▸ **TASK STATEMENT**: Reproduce the stretch from the start of the material through the line containing "x=194, y=135", substituting "pin" for "marker" and changing nothing else. Leave the pictures out.
::: INPUT FOR THIS TASK
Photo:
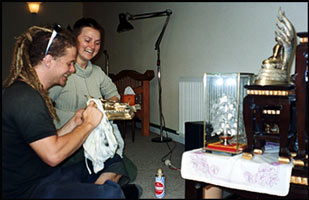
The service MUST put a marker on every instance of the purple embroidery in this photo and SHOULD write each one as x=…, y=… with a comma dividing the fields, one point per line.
x=265, y=176
x=200, y=164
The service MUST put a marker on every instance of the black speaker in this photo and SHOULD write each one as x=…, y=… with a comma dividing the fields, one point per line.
x=194, y=135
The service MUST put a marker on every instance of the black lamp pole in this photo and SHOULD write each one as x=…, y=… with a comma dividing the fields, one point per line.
x=124, y=26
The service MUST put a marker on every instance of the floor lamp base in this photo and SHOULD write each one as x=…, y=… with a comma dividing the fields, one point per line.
x=163, y=139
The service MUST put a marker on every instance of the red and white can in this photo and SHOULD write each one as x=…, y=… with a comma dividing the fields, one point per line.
::::::
▸ **RESULT FOR THIS TASK**:
Photo:
The service MUST put a pin on every instance of the purple embroidery in this photo and SHOULD write each one as x=…, y=… with a comma dividing the fields, one point per line.
x=265, y=176
x=200, y=164
The service MUST put a pin on every instance of the black speaker in this photo and SHOULD write each one as x=…, y=… with a comma dividing the fields, one point per line.
x=194, y=135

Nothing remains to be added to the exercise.